Exercise brief — Write out the listing in full, matching it word for word.
+ + +
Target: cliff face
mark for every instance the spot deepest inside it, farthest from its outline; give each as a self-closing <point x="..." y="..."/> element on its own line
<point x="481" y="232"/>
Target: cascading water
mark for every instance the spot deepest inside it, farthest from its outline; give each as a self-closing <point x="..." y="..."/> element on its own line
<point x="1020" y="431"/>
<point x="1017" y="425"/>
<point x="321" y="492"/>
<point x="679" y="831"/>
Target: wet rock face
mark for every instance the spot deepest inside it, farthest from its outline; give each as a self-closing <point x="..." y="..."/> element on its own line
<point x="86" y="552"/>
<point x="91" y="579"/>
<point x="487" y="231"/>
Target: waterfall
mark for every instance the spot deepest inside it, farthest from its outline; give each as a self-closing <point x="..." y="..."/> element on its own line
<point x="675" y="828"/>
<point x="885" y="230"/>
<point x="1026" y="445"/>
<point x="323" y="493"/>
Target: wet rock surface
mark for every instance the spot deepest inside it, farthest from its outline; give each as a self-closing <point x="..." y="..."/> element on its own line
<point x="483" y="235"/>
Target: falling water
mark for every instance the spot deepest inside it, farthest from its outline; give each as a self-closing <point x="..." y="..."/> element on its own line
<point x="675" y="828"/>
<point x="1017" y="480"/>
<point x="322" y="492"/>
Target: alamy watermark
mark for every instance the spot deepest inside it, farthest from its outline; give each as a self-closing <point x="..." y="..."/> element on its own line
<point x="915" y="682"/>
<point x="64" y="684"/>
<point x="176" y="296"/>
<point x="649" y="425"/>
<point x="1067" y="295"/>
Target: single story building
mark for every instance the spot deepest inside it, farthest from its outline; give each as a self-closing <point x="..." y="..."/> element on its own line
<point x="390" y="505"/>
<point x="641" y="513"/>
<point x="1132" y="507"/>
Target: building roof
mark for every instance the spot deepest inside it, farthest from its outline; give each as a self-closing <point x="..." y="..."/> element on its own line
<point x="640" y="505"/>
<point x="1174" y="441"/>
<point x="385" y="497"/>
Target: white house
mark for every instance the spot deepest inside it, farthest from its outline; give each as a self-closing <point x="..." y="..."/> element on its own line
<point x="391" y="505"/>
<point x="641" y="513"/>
+ + +
Solution to the exercise —
Target: cliff face
mark for every instance the spot deepest inside it, farthest from its outline; give each as a self-closing <point x="..." y="..."/> element on its own line
<point x="481" y="232"/>
Target: cascading water
mark for every instance the spot deepest inside it, farthest from its outline; give each as a self-closing <point x="..." y="..."/> element on its own line
<point x="1020" y="431"/>
<point x="1017" y="425"/>
<point x="321" y="492"/>
<point x="679" y="831"/>
Target: wet rock face
mark for every instance the spot deepest inside it, farthest from its outline; give each as a self-closing <point x="..." y="..."/> element on its own line
<point x="86" y="552"/>
<point x="91" y="579"/>
<point x="487" y="231"/>
Target: waterfall
mark for every instance the spot deepest inside it, farthest from its outline; give each as a self-closing <point x="..." y="..."/> element on its own line
<point x="675" y="828"/>
<point x="885" y="230"/>
<point x="1026" y="445"/>
<point x="323" y="493"/>
Target: wet rock surface
mark for every instance the spot deepest inside it, farthest from its outline; give each as a self-closing <point x="..." y="..."/> element on its own line
<point x="483" y="235"/>
Target: falling water
mark for every instance the spot deepest inside it, farthest from its outline; give each as a self-closing <point x="..." y="..."/> element on its own line
<point x="675" y="828"/>
<point x="1017" y="480"/>
<point x="322" y="492"/>
Target: alamy watermark
mark for every instance the spot deepest inside it, farthest from its outline; give each as a self-closing <point x="..." y="..."/> element on its own line
<point x="915" y="682"/>
<point x="64" y="684"/>
<point x="176" y="296"/>
<point x="649" y="425"/>
<point x="1067" y="295"/>
Target: single story building
mark for every instance the spot deepest inside it, farthest from its outline; give each as a self-closing <point x="..." y="..."/> element on its own line
<point x="390" y="505"/>
<point x="641" y="513"/>
<point x="1132" y="507"/>
Target: building roof
mark for every instance the spot deepest inside it, farthest from its outline; give each as a self-closing <point x="..." y="..."/> element on its own line
<point x="640" y="505"/>
<point x="1174" y="441"/>
<point x="385" y="497"/>
Target: white house
mark for every instance the spot deepest inside it, farthest from its outline; give each as a self-closing <point x="..." y="..."/> element on its own line
<point x="391" y="505"/>
<point x="641" y="513"/>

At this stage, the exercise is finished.